_MATERIAL FOR THIS EXERCISE_:
>>>

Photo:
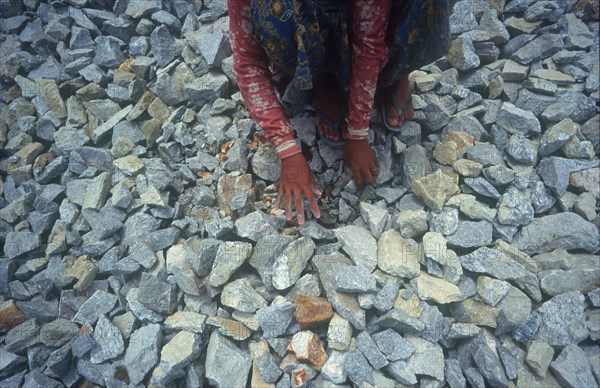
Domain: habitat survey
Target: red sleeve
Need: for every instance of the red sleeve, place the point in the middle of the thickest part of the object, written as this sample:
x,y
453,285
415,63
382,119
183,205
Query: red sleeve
x,y
369,54
250,64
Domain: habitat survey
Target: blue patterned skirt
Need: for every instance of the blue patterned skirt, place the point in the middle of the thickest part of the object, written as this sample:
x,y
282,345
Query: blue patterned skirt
x,y
304,38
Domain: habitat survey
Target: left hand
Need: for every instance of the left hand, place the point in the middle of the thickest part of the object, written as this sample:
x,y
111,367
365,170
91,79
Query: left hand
x,y
359,155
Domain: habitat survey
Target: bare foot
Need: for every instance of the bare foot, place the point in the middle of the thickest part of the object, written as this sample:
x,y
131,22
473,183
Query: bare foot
x,y
329,99
401,92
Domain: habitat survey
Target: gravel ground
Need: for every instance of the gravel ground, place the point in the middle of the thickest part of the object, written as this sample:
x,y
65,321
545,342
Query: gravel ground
x,y
141,248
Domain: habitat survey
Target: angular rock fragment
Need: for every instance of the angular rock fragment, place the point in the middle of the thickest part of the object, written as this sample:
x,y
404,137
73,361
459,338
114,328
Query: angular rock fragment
x,y
109,342
308,348
312,310
572,368
176,355
142,352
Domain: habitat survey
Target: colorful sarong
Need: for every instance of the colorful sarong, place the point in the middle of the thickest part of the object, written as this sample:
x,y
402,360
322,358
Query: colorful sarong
x,y
303,38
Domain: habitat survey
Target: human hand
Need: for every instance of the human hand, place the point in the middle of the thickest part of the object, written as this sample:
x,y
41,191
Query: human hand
x,y
297,180
359,155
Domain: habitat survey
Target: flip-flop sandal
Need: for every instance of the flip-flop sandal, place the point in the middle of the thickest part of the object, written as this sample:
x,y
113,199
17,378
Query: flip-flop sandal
x,y
400,111
336,125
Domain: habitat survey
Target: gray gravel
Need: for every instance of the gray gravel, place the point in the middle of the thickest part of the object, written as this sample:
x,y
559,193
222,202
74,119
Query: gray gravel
x,y
140,244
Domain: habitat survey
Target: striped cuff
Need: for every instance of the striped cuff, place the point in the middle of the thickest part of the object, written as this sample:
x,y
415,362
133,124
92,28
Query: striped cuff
x,y
287,148
358,134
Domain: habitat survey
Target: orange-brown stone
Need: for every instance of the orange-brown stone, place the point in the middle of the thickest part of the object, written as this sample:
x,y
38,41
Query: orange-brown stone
x,y
308,348
10,316
300,377
312,311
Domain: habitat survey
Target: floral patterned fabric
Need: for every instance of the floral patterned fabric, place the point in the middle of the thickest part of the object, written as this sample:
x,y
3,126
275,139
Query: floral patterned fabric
x,y
351,39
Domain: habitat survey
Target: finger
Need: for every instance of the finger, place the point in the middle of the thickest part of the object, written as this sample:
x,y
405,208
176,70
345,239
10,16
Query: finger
x,y
288,205
368,177
279,195
313,203
299,206
357,177
374,171
375,167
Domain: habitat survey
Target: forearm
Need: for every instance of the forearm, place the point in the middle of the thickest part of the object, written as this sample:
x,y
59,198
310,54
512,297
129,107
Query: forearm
x,y
254,81
370,51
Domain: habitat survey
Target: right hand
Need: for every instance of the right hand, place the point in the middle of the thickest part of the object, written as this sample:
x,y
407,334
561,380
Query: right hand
x,y
297,180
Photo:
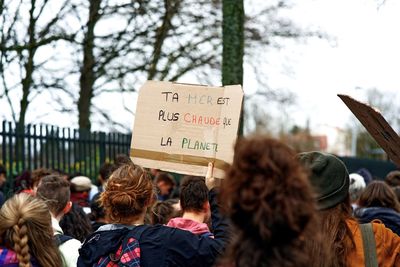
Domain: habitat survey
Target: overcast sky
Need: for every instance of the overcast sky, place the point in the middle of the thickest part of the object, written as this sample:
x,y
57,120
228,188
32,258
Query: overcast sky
x,y
365,54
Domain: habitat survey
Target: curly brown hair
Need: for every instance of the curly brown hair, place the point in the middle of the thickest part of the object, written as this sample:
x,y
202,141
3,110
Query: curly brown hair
x,y
270,202
129,191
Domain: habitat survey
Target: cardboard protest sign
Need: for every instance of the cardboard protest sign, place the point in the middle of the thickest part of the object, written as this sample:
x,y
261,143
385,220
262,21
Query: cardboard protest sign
x,y
377,126
183,127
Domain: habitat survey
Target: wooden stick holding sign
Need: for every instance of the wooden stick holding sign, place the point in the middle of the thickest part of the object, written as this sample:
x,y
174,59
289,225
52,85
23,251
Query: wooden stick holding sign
x,y
377,126
183,127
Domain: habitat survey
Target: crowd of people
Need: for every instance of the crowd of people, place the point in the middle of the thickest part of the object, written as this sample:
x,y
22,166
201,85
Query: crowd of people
x,y
273,208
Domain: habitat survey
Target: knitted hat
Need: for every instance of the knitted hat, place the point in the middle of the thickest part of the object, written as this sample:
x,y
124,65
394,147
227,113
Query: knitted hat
x,y
81,183
328,176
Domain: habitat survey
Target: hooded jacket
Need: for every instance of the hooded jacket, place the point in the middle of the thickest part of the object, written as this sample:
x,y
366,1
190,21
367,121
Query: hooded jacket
x,y
160,245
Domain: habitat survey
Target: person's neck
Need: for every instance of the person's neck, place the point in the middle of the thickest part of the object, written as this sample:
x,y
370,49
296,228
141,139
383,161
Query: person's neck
x,y
137,220
194,216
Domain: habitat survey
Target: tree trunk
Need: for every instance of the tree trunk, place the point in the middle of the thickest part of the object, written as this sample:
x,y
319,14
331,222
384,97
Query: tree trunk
x,y
233,45
88,75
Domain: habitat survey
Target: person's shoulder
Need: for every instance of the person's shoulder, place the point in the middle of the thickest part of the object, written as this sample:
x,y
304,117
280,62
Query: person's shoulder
x,y
385,236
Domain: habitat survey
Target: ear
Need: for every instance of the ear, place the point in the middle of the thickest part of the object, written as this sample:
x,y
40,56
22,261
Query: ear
x,y
67,207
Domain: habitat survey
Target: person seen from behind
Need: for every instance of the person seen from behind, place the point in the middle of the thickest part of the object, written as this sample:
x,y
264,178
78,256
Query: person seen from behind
x,y
269,201
162,212
54,190
195,207
356,187
379,202
3,179
342,233
26,235
165,184
76,223
127,195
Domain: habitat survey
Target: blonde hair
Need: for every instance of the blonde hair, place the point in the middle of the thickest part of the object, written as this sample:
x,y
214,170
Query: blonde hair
x,y
128,192
25,224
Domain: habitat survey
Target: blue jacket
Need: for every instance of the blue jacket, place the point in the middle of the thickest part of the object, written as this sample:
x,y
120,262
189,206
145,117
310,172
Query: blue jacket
x,y
389,217
162,246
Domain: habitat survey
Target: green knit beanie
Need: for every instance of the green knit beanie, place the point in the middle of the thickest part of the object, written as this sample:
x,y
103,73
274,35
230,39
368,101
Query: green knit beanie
x,y
328,176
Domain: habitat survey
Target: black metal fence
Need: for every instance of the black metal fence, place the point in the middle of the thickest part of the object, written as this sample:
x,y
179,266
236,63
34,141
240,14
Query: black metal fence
x,y
64,149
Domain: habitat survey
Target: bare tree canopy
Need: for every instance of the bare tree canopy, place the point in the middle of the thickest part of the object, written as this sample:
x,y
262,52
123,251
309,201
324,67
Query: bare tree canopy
x,y
77,55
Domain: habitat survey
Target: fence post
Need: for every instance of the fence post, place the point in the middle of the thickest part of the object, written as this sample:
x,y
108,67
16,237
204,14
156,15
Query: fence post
x,y
102,147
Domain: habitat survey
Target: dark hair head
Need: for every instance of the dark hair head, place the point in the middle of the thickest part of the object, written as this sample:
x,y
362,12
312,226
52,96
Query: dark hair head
x,y
127,194
162,212
379,194
38,174
393,178
96,210
193,193
55,191
3,170
76,223
106,170
396,191
270,201
166,178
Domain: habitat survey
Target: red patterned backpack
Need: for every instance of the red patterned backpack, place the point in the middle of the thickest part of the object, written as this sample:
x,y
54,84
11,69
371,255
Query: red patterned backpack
x,y
127,254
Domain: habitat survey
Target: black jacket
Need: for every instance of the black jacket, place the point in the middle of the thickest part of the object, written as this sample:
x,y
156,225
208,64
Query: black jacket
x,y
162,246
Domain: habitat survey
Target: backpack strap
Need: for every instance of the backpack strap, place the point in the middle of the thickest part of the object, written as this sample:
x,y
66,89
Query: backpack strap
x,y
61,239
370,257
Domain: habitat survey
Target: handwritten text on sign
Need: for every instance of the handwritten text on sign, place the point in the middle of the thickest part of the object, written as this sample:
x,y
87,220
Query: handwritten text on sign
x,y
181,127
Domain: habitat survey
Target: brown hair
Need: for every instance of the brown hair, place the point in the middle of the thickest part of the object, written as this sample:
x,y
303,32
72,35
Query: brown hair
x,y
337,235
379,194
393,178
128,192
193,193
55,191
271,205
26,225
165,177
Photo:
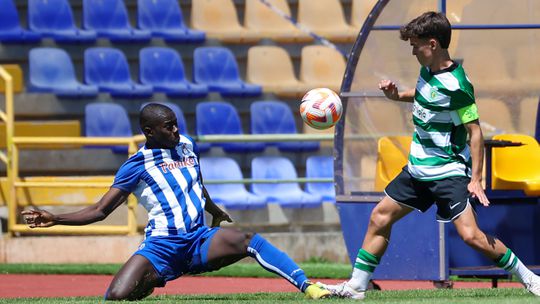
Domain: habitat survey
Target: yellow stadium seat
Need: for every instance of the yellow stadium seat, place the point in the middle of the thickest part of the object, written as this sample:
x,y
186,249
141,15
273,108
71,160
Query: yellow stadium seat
x,y
322,66
517,168
271,67
326,18
392,155
265,23
218,18
16,73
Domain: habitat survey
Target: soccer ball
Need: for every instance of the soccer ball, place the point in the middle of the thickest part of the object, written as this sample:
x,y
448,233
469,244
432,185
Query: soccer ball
x,y
321,108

<<<

_TASK_:
Exactly the lines from the top of the listing through the line holding "Target: blue patterned skirt" should be repeated, with pictures left out.

_YOUR SOLUTION_:
Photo:
Domain: habitat survey
Target: red sleeve
Need: for every instance of the red sleeve, place the point in the middle of the thickest part of the object, written as this sample:
x,y
453,285
415,63
382,119
183,205
Query: red sleeve
x,y
369,54
250,64
Domain: habitat survey
Target: blue patterned skirt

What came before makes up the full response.